§ **Task to carry out**:
Convert every line of the entries below into a Markdown table with the columns Row and Line, numbering the rows and leaving out any blank lines.
*** Given data ***
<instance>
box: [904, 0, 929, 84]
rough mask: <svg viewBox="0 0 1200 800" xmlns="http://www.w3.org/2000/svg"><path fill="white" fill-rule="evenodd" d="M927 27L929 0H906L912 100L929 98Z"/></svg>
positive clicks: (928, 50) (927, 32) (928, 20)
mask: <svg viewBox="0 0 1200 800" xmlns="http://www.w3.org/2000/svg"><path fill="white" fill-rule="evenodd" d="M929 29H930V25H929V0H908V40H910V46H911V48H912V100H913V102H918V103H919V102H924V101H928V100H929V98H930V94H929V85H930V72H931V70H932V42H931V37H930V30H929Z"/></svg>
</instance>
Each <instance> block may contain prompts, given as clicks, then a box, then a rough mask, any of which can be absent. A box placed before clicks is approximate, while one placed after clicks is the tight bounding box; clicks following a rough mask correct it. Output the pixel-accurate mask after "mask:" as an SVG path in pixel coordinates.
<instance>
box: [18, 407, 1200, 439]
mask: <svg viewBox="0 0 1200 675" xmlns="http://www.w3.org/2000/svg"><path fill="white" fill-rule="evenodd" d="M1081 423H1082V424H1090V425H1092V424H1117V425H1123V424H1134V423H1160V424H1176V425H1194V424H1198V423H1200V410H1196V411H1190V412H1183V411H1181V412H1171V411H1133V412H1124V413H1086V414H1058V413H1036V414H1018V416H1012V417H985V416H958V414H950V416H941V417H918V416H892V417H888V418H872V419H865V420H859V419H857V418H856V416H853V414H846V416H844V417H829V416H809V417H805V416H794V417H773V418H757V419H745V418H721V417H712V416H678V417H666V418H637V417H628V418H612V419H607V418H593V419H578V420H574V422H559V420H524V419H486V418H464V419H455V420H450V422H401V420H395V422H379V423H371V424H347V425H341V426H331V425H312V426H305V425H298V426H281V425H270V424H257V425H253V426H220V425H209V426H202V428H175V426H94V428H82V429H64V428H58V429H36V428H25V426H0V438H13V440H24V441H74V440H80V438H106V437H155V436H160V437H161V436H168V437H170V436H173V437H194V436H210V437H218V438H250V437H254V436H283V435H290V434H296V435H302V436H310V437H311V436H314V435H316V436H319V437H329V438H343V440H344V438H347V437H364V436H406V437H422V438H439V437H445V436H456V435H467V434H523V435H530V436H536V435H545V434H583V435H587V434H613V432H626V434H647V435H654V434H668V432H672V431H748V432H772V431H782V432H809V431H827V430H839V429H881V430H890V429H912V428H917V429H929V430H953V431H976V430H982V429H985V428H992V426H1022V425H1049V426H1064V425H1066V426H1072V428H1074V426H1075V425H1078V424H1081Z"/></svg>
***
§ **Output**:
| Row | Line |
|---|---|
| 1 | <instance> |
| 2 | box: [904, 0, 929, 84] |
| 3 | rough mask: <svg viewBox="0 0 1200 800" xmlns="http://www.w3.org/2000/svg"><path fill="white" fill-rule="evenodd" d="M927 27L929 0H906L912 100L929 98Z"/></svg> |
| 4 | positive clicks: (928, 50) (927, 32) (928, 20) |
| 5 | mask: <svg viewBox="0 0 1200 800" xmlns="http://www.w3.org/2000/svg"><path fill="white" fill-rule="evenodd" d="M929 29H930V25H929V0H908V40H910V46H911V48H912V100H913V102H918V103H919V102H924V101H928V100H929V98H930V94H929V85H930V72H931V70H932V42H931V37H930V30H929Z"/></svg> |
| 6 | </instance> |
| 7 | Each <instance> block may contain prompts, given as clicks, then a box, then a rough mask, any of which can be absent. A box placed before clicks is approximate, while one placed after clicks is the tight bounding box; clicks following a rough mask correct it. Output the pixel-accurate mask after "mask:" as an SVG path in pixel coordinates. |
| 8 | <instance> |
| 9 | box: [18, 407, 1200, 439] |
| 10 | mask: <svg viewBox="0 0 1200 675" xmlns="http://www.w3.org/2000/svg"><path fill="white" fill-rule="evenodd" d="M1081 423H1082V424H1090V425H1092V424H1117V425H1123V424H1134V423H1160V424H1176V425H1194V424H1198V423H1200V410H1196V411H1190V412H1183V411H1181V412H1171V411H1133V412H1124V413H1086V414H1058V413H1036V414H1018V416H1012V417H985V416H958V414H950V416H941V417H918V416H892V417H888V418H872V419H865V420H859V419H857V418H856V416H853V414H846V416H844V417H829V416H809V417H805V416H794V417H773V418H757V419H745V418H721V417H712V416H678V417H666V418H637V417H628V418H612V419H607V418H593V419H578V420H574V422H559V420H524V419H486V418H464V419H455V420H450V422H401V420H395V422H379V423H371V424H347V425H341V426H331V425H312V426H305V425H298V426H281V425H270V424H257V425H253V426H220V425H209V426H202V428H175V426H94V428H82V429H64V428H58V429H36V428H25V426H0V438H13V440H24V441H74V440H80V438H106V437H155V436H160V437H161V436H168V437H170V436H173V437H194V436H210V437H218V438H250V437H254V436H283V435H290V434H296V435H302V436H310V437H311V436H314V435H316V436H319V437H329V438H343V440H344V438H347V437H364V436H406V437H422V438H439V437H445V436H456V435H467V434H523V435H530V436H536V435H545V434H583V435H587V434H613V432H626V434H647V435H654V434H668V432H672V431H748V432H772V431H782V432H809V431H827V430H839V429H881V430H890V429H912V428H917V429H929V430H953V431H976V430H982V429H985V428H992V426H1022V425H1049V426H1064V425H1066V426H1072V428H1074V426H1075V425H1078V424H1081Z"/></svg> |